> Assigned task:
Starting with the line that contains "Target: zipper" and stopping after the line that contains "Target: long brown hair", return each line below exactly as written, with no others.

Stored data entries
- - -
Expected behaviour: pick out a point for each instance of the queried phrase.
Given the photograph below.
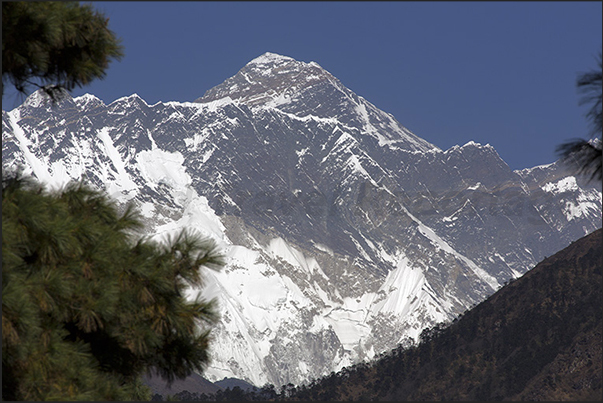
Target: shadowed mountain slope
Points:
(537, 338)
- - -
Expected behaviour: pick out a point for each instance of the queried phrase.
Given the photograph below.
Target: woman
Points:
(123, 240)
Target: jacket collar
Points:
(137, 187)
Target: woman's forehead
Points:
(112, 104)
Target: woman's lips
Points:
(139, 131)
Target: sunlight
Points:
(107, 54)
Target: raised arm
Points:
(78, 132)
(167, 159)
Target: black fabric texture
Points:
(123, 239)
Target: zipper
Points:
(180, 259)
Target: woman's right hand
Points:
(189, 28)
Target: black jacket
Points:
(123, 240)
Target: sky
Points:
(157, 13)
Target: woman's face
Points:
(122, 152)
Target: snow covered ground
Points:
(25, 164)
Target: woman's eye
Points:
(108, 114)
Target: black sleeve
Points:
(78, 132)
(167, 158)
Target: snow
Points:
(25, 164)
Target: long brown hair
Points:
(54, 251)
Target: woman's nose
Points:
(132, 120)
- - -
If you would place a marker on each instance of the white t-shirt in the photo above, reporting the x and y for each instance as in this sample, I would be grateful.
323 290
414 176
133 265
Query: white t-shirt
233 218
- - -
> Response:
Target: zipper
Points:
(180, 259)
Target: woman's right hand
Points:
(189, 28)
Target: black jacket
Points:
(123, 240)
Target: sky
Points:
(157, 13)
Target: woman's face
Points:
(122, 152)
Target: snow covered ground
Points:
(25, 164)
Target: woman's eye
Points:
(108, 114)
Target: black sleeve
Points:
(78, 132)
(167, 158)
Target: snow
Points:
(25, 164)
Target: long brown hair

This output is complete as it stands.